From: "H.J. Lu" <hjl.tools@gmail.com>
To: Noah Goldstein <goldstein.w.n@gmail.com>
Cc: libc-alpha@sourceware.org, carlos@systemhalted.org
Subject: Re: [PATCH v9 2/3] x86: Refactor Intel `init_cpu_features`
Date: Mon, 15 May 2023 13:57:26 -0700 [thread overview]
Message-ID: <CAMe9rOoCE9d3jN-EQ8JE2_P98hKud=qN2aLHCCdHsEHMpAtfeQ@mail.gmail.com> (raw)
In-Reply-To: <20230513051906.1287611-2-goldstein.w.n@gmail.com>
On Fri, May 12, 2023 at 10:19 PM Noah Goldstein <goldstein.w.n@gmail.com> wrote:
>
> This patch should have no affect on existing functionality.
>
> The current code, which has a single switch for model detection and
> setting prefered features, is difficult to follow/extend. The cases
> use magic numbers and many microarchitectures are missing. This makes
> it difficult to reason about what is implemented so far and/or
> how/where to add support for new features.

• **Listing**:
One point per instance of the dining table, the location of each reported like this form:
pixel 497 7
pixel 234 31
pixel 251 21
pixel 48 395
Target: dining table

• **What to work on**:
A. Transcribe the mailing-list message starting with "In-Reply-To: <20230513051906.1287611-2-goldstein.w.n@gmail.com>" and going on through "on existing functionality.".
B. In the mailing-list message, what does the quoted description say the cases in the current code use?
The lines aren't needed here.

• **Solution set**:
A.
In-Reply-To: <20230513051906.1287611-2-goldstein.w.n@gmail.com>
On Fri, May 12, 2023 at 10:19 PM Noah Goldstein <goldstein.w.n@gmail.com> wrote:
>
> This patch should have no affect on existing functionality.

B. Magic numbers.